AIM OF THE EXERCISE —
Would you write out all of the data exactly as it appears below?
= Beginning of Section =
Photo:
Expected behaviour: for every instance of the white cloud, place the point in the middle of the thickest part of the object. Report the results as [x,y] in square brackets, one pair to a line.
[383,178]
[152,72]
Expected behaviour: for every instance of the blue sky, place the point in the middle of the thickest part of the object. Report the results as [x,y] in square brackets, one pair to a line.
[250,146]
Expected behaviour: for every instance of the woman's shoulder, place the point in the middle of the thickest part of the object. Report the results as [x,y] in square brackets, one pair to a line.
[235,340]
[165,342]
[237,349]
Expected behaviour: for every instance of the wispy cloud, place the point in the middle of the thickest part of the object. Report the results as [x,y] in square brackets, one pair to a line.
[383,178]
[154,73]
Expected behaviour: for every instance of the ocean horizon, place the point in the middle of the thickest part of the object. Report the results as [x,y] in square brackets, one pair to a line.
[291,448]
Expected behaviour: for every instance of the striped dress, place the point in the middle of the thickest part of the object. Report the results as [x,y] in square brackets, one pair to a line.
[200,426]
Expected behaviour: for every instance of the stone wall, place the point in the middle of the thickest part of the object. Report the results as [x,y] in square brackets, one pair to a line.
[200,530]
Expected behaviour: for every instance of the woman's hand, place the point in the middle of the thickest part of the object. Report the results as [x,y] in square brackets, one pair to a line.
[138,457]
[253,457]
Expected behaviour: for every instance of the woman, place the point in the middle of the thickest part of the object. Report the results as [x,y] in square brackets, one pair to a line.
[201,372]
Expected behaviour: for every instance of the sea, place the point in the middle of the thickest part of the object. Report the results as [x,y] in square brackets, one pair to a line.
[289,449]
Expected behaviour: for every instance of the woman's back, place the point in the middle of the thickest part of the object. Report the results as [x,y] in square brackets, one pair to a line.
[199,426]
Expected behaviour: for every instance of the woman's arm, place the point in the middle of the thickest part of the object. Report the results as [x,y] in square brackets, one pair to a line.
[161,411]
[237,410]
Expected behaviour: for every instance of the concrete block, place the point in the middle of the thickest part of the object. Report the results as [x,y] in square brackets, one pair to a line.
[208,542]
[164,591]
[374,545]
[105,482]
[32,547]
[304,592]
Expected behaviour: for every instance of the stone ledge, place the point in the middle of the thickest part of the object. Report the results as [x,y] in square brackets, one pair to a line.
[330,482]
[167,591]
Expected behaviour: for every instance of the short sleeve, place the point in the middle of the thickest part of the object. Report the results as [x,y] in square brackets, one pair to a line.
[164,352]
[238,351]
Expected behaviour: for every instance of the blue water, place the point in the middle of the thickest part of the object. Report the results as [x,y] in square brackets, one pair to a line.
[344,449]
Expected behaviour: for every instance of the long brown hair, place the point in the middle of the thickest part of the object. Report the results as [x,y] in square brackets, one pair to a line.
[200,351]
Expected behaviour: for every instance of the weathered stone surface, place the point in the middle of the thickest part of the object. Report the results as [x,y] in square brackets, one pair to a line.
= End of Section =
RESPONSE TO THIS TASK —
Photo:
Expected behaviour: for every instance of the white cloud, place the point in the middle of the thickest part of the object. Report the results as [x,y] in square brackets, one pair to a line.
[383,178]
[152,72]
Expected behaviour: for every instance of the blue sky, place the point in the middle of the thickest part of the object. Report the results as [x,y] in square brackets, one pair to a line.
[250,146]
Expected behaviour: for every instance of the woman's shoulder, place the point in the middle of the thickest part of the object. Report the results as [x,y] in square brackets, one pair to a line.
[235,340]
[165,342]
[237,349]
Expected behaviour: for every instance of the wispy cloud, place the point in the middle of the thickest part of the object. Report the results as [x,y] in square brackets, one pair to a line.
[383,178]
[154,73]
Expected behaviour: for every instance of the ocean horizon, place the point in the middle of the thickest part of the object. Report the results as [x,y] in square brackets, one pair to a line.
[291,448]
Expected behaviour: for every instance of the striped dress, place the point in the middle of the thickest part of the object. Report the results as [x,y] in square brackets, one pair to a line.
[200,426]
Expected behaviour: for every instance of the stone wall, place the point in the middle of the thickest part of the object. Report the results as [x,y] in square brackets, one pair to a line.
[200,530]
Expected behaviour: for every instance of the woman's hand, place the point in the middle of the thickest part of the object. Report the results as [x,y] in square brackets, one pair to a line.
[138,457]
[253,457]
Expected behaviour: for every instance of the woman, place the point in the middle of the thickest part of the object. Report the results as [x,y] in square brackets, one pair to a line.
[201,372]
Expected behaviour: for every instance of the sea, place the point in the middle of the thickest part of the object. Report the results as [x,y] in square brackets, one pair to a line.
[289,449]
Expected behaviour: for every instance of the woman's back, place the point in the middle of the thickest part of the object. Report the results as [x,y] in square brackets, one pair to a line.
[199,426]
Expected behaviour: for every instance of the woman's arm, place the point in the middle of the thickest part of the object. Report the results as [x,y] in square brackets, one pair to a line.
[161,411]
[237,410]
Expected behaviour: for every instance of the concrete block, place the point in the middle of the thickest part of the object. Report the results as [x,y] in square brackets, one pair to a line.
[208,542]
[164,591]
[374,545]
[105,482]
[32,547]
[304,592]
Expected behaviour: for every instance of the stone ledge, place the point in the middle of the thickest part of the object. Report the results as [x,y] in square brackets, one pair to a line.
[330,482]
[167,591]
Expected behaviour: for every instance of the short sleeve, place the point in the middle of the thickest part of the object. Report the results as [x,y] in square brackets, one pair to a line.
[164,352]
[238,351]
Expected behaviour: for every instance of the blue water, place the point in the middle of the thickest part of the object. Report the results as [x,y] in square brackets, one pair to a line.
[344,449]
Expected behaviour: for every instance of the long brown hair, place the point in the middle of the thickest part of the object. Report the results as [x,y] in square brackets, one pair to a line.
[200,351]
Expected behaviour: for every instance of the weathered stone surface, place the point in the middle of the thickest part of the object. Report the results as [x,y] in square brackets, one pair to a line.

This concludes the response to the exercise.